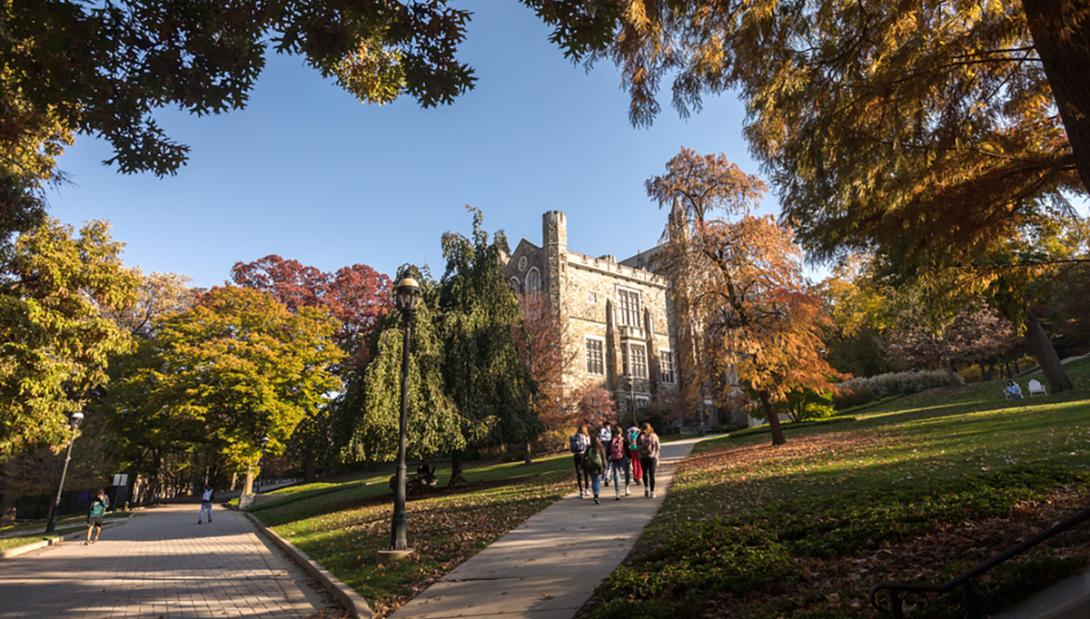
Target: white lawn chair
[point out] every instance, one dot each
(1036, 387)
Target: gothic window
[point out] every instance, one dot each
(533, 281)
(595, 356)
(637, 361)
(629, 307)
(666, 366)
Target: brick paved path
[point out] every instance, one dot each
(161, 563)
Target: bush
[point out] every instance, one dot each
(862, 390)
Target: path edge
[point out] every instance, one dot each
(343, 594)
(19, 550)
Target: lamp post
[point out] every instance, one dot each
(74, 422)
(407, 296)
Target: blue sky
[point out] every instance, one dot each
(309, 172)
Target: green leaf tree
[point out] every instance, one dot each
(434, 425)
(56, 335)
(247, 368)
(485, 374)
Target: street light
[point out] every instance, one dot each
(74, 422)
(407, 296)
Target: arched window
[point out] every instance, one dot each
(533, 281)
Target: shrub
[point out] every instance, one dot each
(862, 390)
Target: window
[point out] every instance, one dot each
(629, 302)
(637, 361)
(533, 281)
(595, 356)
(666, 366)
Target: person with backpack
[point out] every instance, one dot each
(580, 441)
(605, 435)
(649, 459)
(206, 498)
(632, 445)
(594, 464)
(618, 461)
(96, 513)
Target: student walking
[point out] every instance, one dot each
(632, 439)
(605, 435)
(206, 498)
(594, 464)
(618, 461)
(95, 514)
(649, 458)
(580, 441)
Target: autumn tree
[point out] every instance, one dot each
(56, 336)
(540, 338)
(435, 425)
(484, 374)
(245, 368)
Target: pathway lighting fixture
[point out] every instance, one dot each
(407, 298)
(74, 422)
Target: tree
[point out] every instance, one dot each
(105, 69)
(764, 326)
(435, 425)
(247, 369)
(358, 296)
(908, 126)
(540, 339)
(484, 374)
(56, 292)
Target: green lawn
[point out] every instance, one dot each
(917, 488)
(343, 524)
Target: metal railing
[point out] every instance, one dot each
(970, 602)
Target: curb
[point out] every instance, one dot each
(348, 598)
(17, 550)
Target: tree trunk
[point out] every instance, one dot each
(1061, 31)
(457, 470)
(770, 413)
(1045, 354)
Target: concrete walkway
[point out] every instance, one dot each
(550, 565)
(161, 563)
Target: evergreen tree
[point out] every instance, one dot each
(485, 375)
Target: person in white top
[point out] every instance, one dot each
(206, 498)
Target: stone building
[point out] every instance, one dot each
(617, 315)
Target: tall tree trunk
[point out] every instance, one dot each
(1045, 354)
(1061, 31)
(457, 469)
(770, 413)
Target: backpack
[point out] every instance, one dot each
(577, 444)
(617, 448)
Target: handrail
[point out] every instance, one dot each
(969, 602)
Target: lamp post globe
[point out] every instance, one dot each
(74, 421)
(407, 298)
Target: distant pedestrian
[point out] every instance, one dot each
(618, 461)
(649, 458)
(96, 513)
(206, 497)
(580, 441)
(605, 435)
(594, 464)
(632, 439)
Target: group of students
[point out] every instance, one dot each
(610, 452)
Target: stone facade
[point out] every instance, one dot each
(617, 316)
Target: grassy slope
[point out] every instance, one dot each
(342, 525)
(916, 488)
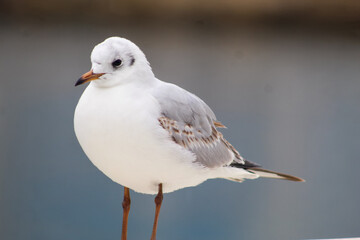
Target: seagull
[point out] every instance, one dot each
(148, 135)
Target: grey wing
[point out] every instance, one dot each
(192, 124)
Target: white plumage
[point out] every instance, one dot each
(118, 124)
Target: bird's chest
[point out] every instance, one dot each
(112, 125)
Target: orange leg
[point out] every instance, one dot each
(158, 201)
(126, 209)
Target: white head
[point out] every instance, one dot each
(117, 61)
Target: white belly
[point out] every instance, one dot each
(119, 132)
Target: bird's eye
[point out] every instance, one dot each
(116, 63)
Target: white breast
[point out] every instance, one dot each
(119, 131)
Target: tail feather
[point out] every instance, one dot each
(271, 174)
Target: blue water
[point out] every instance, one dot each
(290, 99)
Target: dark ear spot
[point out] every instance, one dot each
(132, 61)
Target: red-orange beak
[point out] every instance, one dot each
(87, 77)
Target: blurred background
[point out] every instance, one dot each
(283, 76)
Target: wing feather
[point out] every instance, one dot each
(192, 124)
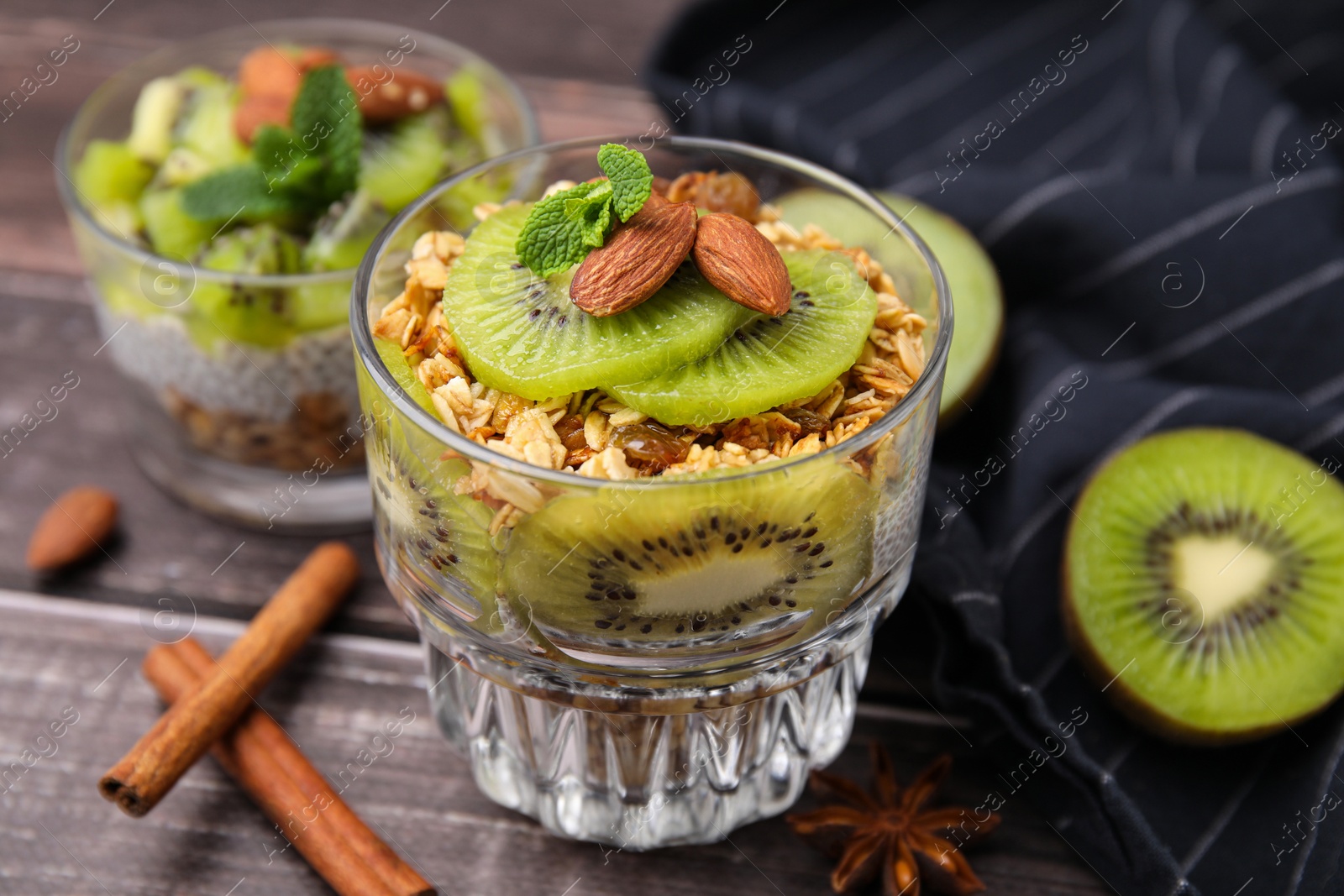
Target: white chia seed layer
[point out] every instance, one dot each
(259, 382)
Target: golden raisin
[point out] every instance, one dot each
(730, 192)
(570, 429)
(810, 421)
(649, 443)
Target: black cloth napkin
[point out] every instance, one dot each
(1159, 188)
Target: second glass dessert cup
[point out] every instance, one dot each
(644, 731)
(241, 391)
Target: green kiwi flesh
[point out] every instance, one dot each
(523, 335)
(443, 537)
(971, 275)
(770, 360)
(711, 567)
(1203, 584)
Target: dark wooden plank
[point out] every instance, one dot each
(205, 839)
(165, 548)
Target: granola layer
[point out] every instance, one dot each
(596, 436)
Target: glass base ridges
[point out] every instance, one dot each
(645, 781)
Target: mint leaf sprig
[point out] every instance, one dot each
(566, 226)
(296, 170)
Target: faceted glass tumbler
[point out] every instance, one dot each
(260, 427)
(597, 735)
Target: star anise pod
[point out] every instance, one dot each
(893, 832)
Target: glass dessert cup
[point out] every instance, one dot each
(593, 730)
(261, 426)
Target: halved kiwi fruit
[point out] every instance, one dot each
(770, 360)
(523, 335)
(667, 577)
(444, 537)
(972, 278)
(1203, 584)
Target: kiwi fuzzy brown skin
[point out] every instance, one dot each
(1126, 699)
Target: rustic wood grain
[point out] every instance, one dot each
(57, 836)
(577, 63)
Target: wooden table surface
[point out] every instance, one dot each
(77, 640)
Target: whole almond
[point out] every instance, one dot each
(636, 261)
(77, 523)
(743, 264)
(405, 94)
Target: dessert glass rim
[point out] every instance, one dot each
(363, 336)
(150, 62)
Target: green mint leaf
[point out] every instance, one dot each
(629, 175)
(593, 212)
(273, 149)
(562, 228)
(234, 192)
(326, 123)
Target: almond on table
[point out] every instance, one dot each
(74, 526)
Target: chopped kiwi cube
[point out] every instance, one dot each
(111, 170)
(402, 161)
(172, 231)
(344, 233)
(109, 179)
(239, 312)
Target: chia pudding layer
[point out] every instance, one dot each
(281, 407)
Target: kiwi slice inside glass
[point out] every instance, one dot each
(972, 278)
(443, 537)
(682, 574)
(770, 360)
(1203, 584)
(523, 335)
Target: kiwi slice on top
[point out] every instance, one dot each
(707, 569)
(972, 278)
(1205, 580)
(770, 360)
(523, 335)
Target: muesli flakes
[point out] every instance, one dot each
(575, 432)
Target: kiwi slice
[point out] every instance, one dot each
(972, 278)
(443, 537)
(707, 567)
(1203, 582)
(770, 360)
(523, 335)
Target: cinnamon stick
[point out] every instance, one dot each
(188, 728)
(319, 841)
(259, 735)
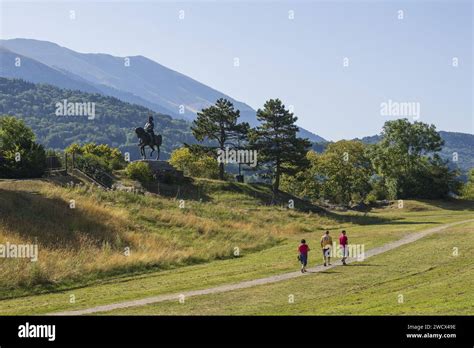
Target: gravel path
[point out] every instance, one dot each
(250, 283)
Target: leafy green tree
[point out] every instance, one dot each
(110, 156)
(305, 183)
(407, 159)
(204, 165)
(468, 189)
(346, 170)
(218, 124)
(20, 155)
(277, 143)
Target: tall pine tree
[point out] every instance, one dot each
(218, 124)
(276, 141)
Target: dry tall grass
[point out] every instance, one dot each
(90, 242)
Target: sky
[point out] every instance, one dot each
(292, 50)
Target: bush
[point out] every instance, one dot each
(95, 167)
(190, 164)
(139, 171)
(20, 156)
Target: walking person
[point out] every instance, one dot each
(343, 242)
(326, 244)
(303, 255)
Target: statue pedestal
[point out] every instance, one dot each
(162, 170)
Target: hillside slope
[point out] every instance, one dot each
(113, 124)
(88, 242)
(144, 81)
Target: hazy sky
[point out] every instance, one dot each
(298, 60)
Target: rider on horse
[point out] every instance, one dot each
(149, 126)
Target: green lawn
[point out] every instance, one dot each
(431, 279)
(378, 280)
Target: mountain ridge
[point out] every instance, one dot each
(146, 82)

» **WRITTEN EXERCISE**: Please retype, exactly as written, every line from the line containing "Target: tall pine tree" through the last line of the records above, including both of those lines, and nothing else.

» **ANSWER TO THIS EXERCISE**:
Target: tall pine tree
[point out] every instance, one dot each
(218, 124)
(276, 141)
Target: dry tall grass
[point out] every instance, one dot each
(90, 242)
Target: sky
[point out] every instance, one dot each
(292, 50)
Target: bush
[point out] every instance, one dot each
(95, 167)
(190, 164)
(139, 171)
(20, 156)
Target: walking person
[point out] every instance, one dot each
(343, 242)
(326, 244)
(303, 255)
Target: statue pedestal
[point out] every instance, one dot each
(162, 170)
Target: hillside slope
[point out] every instance, one dot each
(113, 124)
(88, 242)
(144, 81)
Target: hazy sky
[point out] every instance, one dot each
(298, 60)
Target: rider on horse
[point out] every instance, one dot each
(149, 126)
Target: green lawn
[point out] every instance, one dot each
(431, 279)
(378, 280)
Target: mountain ridge
[point out] every instance, one dot each
(146, 82)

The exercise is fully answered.